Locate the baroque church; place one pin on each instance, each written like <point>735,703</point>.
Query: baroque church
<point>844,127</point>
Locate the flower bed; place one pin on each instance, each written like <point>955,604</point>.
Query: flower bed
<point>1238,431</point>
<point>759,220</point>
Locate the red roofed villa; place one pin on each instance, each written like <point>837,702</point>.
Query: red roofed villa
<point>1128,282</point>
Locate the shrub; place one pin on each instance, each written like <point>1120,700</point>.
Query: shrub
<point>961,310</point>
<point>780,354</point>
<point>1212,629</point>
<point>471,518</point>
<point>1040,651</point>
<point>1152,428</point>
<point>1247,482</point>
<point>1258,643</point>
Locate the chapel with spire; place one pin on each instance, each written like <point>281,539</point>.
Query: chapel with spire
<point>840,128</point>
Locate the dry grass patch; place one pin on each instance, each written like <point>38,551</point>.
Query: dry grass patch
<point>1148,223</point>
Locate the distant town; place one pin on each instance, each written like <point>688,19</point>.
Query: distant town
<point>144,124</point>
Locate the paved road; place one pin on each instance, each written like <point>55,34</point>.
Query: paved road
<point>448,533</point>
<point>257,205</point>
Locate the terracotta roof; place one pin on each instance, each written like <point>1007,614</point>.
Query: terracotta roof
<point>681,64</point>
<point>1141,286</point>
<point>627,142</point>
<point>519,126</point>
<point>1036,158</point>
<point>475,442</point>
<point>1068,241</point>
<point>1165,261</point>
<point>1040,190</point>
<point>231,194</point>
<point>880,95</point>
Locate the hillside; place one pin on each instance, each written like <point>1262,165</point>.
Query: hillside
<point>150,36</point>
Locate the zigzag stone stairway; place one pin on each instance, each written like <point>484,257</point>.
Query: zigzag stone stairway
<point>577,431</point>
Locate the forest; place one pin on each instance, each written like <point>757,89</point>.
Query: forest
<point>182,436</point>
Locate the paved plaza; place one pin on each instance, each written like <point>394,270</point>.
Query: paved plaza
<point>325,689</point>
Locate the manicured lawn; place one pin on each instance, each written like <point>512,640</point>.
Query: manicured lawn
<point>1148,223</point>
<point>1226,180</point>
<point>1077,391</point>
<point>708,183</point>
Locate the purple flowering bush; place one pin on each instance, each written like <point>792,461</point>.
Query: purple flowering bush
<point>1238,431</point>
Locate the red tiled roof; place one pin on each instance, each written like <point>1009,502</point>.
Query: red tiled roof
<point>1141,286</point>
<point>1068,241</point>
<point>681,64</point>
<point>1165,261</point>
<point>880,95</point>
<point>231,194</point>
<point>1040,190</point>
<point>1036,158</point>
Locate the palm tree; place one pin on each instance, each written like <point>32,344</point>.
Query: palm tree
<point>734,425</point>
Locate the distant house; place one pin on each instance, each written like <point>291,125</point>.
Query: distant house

■ ■ ■ ■ ■

▸ What this task involves: All lines from the line containing "Locate the red tiled" through the end of the listing above are to be duplicated exactly; include both ends and nothing further.

▸ The result:
Locate the red tiled roof; place one pin on each instance, each written like <point>1009,502</point>.
Query: red tiled roof
<point>1141,286</point>
<point>1068,241</point>
<point>681,64</point>
<point>1165,261</point>
<point>880,95</point>
<point>231,194</point>
<point>1040,190</point>
<point>1036,158</point>
Locate the palm tree; place one pin on each instance, each written like <point>32,344</point>.
Query: palm tree
<point>734,425</point>
Locate the distant house; place one pin on each instance, each written like <point>291,125</point>.
Query: distant house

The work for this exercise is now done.